- What is expected:
The records below are to be reproduced word for word.

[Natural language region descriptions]

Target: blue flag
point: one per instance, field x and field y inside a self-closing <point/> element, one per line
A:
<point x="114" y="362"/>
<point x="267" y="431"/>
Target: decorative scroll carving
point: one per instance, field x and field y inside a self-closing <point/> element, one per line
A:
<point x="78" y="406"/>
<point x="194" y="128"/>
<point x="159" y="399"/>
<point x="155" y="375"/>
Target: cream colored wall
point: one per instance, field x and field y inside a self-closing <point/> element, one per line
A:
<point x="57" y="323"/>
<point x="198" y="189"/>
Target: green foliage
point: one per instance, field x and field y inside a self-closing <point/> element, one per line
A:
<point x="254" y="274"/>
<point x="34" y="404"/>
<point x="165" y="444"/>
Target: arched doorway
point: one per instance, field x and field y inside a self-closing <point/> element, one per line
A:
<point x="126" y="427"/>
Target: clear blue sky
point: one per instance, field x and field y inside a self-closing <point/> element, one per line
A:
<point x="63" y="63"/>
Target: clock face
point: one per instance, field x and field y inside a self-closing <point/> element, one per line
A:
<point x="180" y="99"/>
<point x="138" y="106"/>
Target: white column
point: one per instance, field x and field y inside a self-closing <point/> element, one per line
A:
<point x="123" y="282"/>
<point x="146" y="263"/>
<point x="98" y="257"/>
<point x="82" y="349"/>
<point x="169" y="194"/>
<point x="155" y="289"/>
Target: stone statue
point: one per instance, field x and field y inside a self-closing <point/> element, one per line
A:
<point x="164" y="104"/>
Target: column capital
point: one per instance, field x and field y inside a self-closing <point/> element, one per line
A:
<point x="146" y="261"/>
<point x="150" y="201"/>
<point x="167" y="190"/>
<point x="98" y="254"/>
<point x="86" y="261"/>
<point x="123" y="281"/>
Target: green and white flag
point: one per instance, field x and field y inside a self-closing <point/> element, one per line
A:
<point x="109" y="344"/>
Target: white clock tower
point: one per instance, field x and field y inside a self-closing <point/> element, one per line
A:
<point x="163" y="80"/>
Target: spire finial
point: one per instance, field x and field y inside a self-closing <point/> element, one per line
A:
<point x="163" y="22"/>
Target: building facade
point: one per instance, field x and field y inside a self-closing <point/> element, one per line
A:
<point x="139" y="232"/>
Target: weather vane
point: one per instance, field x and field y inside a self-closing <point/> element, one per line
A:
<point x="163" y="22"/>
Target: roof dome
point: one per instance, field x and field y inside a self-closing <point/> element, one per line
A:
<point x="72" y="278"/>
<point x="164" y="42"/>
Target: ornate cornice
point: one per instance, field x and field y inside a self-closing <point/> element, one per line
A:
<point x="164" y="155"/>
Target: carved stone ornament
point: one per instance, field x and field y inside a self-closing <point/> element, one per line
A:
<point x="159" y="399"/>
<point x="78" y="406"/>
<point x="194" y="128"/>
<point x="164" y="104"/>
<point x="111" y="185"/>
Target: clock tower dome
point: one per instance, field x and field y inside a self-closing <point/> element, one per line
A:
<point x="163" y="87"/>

- Result of the exercise:
Target: blue flag
point: one per instance, field x and field y inside a self-closing <point/> element, one per line
A:
<point x="114" y="362"/>
<point x="267" y="431"/>
Target: decorative scroll carving
point: one per instance, field x and field y inside a self-closing <point/> element, one per line
A:
<point x="78" y="406"/>
<point x="194" y="128"/>
<point x="159" y="399"/>
<point x="155" y="375"/>
Target: cream colored wall
point: one per instance, field x and field y inside a self-closing <point/> element, one per line
A:
<point x="57" y="323"/>
<point x="198" y="189"/>
Target: green foliage
point: one per instance, field x and field y inside a self-closing <point/> element, one per line
A:
<point x="254" y="274"/>
<point x="34" y="404"/>
<point x="165" y="444"/>
Target: arched doorway
point: one per instance, field x and field y inside a self-closing <point/> element, one per line
A:
<point x="126" y="427"/>
Target: clear blue sky
point: one per instance, field x and field y inside a self-closing <point/> element, one per line
A:
<point x="63" y="63"/>
Target: clock face
point: one per instance, field x and field y inside a self-closing <point/> element, one per line
A:
<point x="180" y="99"/>
<point x="138" y="106"/>
Target: white column
point: one per instance, field x and field y inside a self-closing <point/> element, one per line
A:
<point x="123" y="282"/>
<point x="146" y="263"/>
<point x="98" y="257"/>
<point x="82" y="349"/>
<point x="169" y="194"/>
<point x="155" y="289"/>
Target: stone statue
point: one per instance, field x and field y inside a self-closing <point/> element, one per line
A:
<point x="164" y="104"/>
Target: column capital
point: one per instance, field x and field y inside a self-closing <point/> element, one per line
A:
<point x="146" y="261"/>
<point x="150" y="201"/>
<point x="167" y="190"/>
<point x="98" y="254"/>
<point x="86" y="261"/>
<point x="123" y="281"/>
Target: green and white flag
point: one per instance, field x and field y inside a self-closing <point/> element, one per line
A:
<point x="109" y="344"/>
Target: white clock tower
point: one per instance, field x and field y inside a self-closing <point/> element, one per line
A:
<point x="163" y="80"/>
Target: spire finial
point: one per instance, field x and field y inside a self-closing <point/> element, one per line
A:
<point x="163" y="22"/>
Target: building facade
point: one per instance, field x and field y inside a self-closing <point/> element, one per line
A:
<point x="139" y="232"/>
Target: weather vane
point: one per instance, field x and field y inside a self-closing <point/> element, one per line
A:
<point x="163" y="22"/>
Target: roof dome
point: one per instance, field x and field y inside a self-closing <point/> element, one per line
A:
<point x="72" y="278"/>
<point x="164" y="42"/>
Target: ornate cornice
point: one per instance, field x and field y inside a self-closing <point/> element, one per line
A:
<point x="164" y="155"/>
Target: carved stone ornament
point: one per instance, field x and field y inside a self-closing <point/> element, one per line
A:
<point x="159" y="399"/>
<point x="78" y="406"/>
<point x="194" y="128"/>
<point x="164" y="104"/>
<point x="111" y="185"/>
Target: clock tower dome
point: one per instance, field x and field y inside a self-closing <point/> element, one per line
A:
<point x="163" y="87"/>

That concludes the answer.